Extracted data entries
******

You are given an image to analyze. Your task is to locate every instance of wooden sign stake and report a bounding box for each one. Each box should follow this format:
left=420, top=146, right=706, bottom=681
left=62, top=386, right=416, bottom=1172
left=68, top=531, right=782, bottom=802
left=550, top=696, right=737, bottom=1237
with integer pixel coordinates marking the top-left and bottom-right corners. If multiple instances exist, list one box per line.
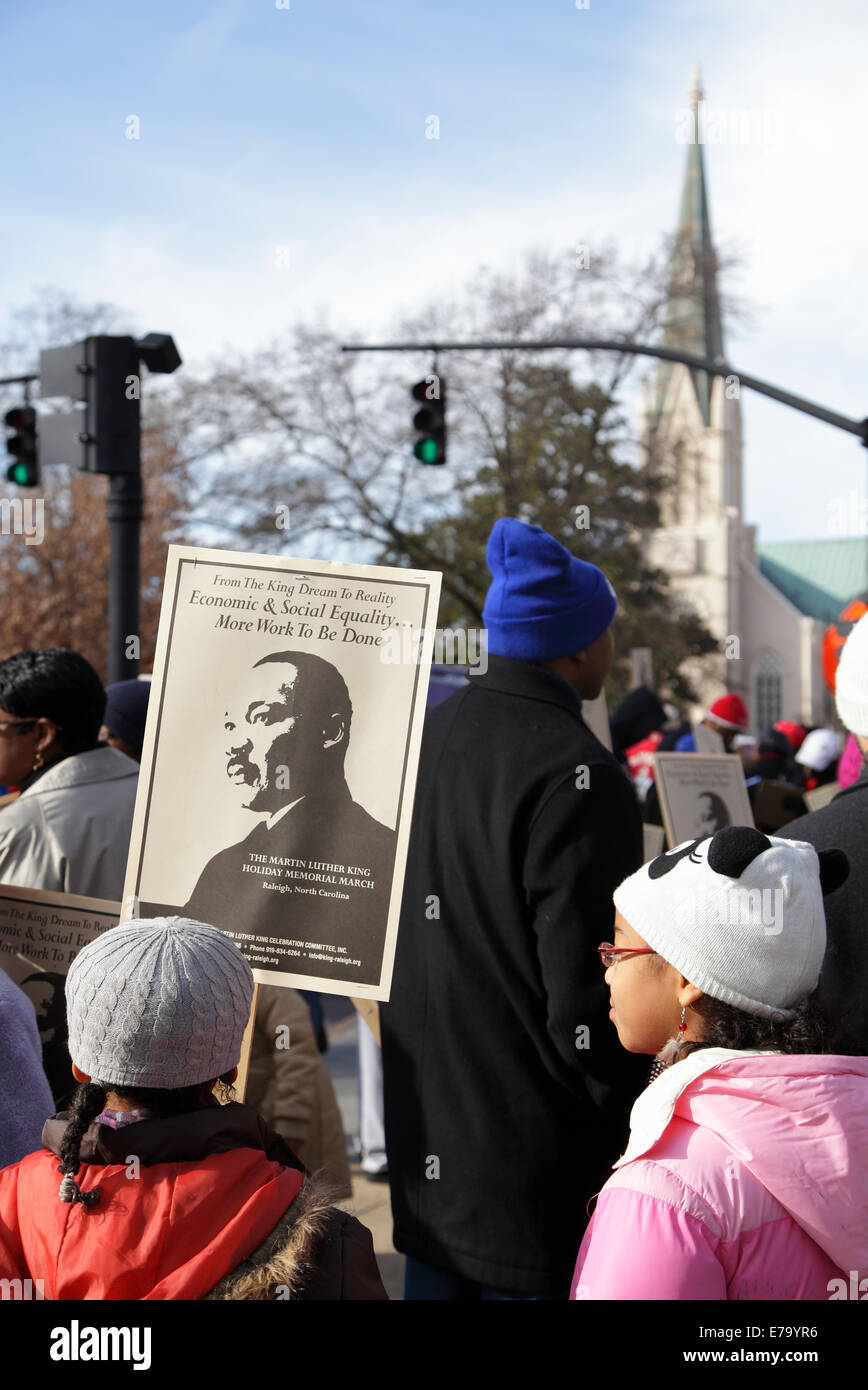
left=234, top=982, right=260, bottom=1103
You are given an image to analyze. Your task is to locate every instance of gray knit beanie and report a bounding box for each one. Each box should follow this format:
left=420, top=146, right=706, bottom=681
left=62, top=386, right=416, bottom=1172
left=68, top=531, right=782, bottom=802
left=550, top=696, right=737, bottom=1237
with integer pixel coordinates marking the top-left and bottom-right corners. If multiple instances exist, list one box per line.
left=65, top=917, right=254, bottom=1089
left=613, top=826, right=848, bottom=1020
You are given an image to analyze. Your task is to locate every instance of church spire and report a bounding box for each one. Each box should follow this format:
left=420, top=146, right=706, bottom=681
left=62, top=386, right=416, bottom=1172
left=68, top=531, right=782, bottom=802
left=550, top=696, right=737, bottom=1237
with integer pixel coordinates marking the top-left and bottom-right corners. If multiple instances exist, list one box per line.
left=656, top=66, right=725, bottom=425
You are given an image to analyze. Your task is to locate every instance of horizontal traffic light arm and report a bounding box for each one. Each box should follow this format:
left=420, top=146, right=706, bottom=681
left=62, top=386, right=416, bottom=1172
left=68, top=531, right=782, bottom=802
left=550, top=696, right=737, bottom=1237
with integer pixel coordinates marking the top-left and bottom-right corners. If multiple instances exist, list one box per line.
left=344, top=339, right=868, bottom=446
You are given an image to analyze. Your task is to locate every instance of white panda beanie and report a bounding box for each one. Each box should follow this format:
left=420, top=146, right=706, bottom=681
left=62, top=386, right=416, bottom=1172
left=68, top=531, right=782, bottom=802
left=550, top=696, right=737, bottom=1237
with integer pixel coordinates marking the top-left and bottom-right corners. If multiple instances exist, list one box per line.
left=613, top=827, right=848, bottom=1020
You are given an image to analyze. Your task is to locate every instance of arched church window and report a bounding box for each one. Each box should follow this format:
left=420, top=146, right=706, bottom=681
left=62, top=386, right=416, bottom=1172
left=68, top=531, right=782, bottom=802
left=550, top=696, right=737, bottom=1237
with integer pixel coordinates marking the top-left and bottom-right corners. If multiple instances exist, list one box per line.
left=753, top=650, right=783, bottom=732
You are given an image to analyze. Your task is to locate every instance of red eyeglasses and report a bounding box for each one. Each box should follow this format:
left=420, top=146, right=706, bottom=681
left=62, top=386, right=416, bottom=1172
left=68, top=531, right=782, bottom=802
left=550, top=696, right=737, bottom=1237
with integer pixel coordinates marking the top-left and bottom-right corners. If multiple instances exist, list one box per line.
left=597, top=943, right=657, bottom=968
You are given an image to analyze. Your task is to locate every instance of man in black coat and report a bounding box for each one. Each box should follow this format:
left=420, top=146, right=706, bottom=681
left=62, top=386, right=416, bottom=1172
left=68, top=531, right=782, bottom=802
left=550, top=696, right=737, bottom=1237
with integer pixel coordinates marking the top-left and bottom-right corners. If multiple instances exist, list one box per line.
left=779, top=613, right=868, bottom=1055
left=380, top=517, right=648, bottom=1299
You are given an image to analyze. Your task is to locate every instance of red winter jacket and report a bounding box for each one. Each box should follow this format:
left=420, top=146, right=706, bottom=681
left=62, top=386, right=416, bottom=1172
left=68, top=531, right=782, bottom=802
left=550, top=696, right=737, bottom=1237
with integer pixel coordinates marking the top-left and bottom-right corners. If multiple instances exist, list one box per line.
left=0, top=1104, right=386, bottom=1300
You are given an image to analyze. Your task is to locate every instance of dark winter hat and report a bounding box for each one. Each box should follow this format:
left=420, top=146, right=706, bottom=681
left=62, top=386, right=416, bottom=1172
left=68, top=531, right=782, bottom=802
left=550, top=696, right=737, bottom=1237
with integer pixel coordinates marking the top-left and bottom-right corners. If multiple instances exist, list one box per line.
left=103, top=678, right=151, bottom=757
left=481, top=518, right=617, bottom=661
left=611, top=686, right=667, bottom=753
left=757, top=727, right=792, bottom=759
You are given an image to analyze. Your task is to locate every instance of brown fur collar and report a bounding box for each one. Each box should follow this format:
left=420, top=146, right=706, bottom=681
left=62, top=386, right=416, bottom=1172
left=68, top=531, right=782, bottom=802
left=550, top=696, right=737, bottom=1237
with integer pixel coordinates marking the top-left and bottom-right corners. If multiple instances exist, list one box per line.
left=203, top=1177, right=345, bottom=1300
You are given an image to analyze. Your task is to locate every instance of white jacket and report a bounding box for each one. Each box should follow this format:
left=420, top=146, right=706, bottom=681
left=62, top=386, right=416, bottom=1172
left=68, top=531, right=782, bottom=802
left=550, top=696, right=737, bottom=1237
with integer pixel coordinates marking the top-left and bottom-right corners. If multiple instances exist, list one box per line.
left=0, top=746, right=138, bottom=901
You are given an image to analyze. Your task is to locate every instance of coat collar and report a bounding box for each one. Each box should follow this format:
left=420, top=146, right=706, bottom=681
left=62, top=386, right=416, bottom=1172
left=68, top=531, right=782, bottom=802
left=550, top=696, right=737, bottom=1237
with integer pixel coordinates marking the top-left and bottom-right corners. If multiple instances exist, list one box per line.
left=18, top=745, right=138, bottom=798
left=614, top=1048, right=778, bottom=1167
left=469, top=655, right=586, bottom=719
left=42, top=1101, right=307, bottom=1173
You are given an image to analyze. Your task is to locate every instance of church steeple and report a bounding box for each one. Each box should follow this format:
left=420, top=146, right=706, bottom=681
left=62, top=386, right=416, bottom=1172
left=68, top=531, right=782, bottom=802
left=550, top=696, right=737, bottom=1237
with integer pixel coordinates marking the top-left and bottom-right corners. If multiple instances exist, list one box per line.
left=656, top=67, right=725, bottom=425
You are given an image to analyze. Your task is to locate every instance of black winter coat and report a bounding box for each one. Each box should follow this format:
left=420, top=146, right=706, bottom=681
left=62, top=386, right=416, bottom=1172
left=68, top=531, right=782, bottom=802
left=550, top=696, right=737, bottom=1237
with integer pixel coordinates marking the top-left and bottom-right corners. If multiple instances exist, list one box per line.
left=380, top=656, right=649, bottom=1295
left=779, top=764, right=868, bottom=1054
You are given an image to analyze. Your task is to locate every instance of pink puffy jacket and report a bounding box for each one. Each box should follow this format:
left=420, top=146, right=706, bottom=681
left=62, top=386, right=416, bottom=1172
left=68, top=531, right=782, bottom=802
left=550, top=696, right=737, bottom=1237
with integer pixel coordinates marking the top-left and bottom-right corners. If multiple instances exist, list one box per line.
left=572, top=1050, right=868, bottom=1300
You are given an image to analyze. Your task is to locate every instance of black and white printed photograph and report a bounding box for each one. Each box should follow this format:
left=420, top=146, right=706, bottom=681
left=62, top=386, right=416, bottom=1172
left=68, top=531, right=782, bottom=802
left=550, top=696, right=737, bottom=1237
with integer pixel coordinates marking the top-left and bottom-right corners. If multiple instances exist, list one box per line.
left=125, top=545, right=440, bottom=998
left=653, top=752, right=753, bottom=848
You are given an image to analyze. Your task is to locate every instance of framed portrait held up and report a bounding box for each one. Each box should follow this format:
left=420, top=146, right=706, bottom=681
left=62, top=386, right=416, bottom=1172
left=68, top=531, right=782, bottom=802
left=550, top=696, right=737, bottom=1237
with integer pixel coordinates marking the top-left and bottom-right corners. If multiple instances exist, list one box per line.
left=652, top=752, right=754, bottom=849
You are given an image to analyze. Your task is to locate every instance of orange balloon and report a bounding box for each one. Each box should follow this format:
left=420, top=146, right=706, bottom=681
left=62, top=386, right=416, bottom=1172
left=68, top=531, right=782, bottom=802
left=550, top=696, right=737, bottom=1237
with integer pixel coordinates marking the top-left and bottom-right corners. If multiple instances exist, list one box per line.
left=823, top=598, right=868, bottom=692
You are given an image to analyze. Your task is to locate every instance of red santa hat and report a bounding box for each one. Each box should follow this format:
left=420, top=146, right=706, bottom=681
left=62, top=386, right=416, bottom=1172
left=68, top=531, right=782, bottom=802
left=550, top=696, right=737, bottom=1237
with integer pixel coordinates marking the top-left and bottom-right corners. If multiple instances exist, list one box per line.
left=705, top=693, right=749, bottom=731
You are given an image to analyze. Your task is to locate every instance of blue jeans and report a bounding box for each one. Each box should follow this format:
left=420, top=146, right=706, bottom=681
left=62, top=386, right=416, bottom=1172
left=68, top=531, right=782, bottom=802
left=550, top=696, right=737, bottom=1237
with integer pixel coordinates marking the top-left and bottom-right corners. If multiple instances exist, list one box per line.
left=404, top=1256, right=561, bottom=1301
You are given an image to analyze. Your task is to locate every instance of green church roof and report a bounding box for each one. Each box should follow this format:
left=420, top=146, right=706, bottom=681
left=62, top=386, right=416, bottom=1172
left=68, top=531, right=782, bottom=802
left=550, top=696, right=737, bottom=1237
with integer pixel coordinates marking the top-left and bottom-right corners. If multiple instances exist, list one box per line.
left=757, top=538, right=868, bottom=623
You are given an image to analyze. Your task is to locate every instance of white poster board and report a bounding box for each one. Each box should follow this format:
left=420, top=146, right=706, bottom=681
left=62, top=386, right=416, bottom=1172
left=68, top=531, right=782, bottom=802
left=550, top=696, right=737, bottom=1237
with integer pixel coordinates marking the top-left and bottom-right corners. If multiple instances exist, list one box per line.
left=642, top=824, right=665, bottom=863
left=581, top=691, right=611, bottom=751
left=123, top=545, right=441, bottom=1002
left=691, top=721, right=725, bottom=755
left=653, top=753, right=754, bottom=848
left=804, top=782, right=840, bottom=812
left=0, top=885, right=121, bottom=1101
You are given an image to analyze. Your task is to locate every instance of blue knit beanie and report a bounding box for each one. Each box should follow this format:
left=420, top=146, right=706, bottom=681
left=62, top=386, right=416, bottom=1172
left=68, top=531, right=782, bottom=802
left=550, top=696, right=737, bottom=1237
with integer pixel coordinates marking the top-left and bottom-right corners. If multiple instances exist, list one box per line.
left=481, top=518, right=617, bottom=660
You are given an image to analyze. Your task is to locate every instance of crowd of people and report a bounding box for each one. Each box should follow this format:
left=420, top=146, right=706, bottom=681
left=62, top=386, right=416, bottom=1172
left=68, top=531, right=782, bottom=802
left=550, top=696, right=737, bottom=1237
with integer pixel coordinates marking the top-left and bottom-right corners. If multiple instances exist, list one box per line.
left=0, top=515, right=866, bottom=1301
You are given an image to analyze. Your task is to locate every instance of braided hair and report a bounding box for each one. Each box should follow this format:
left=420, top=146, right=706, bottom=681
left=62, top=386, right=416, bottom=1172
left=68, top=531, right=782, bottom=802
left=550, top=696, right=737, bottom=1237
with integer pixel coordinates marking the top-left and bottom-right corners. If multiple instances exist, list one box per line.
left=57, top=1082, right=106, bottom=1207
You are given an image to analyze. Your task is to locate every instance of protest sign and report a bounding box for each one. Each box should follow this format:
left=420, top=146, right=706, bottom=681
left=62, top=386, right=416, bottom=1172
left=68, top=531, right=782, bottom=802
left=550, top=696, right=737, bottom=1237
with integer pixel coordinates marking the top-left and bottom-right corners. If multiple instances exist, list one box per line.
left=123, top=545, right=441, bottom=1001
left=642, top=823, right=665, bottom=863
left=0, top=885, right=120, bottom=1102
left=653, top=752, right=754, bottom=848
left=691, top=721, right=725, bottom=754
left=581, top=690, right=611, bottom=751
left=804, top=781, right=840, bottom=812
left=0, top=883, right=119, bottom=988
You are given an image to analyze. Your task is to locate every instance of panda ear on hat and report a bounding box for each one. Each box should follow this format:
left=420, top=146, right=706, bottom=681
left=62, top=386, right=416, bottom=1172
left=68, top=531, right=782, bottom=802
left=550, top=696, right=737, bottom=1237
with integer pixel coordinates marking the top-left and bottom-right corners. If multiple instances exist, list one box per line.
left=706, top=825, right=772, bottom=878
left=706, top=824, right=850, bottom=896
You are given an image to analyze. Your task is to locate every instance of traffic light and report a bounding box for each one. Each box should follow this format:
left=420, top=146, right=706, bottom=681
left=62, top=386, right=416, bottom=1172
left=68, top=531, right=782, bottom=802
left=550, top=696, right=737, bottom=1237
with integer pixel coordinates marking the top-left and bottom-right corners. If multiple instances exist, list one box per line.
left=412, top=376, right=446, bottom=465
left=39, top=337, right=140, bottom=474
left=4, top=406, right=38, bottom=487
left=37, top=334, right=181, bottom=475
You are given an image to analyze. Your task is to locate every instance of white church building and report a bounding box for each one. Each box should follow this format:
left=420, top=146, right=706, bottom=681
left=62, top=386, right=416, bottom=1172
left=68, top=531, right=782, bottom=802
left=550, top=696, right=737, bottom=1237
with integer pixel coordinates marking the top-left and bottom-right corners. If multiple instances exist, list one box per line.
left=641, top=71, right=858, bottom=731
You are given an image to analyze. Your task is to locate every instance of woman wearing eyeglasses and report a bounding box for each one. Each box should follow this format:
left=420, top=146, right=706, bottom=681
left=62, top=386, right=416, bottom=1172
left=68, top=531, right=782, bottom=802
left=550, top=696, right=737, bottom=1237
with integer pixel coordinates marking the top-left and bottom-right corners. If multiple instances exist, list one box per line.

******

Review the entries above and return every line where "collar" appears.

= Exercise answer =
You are given an image to analyze. Your task is to locate every instance of brown fur collar and report a bounding box for each one. Each box should follow this format:
You are given an image to analyze. Your task is to locate every instance of coat collar and report a bounding box for each one. Each box should follow this format:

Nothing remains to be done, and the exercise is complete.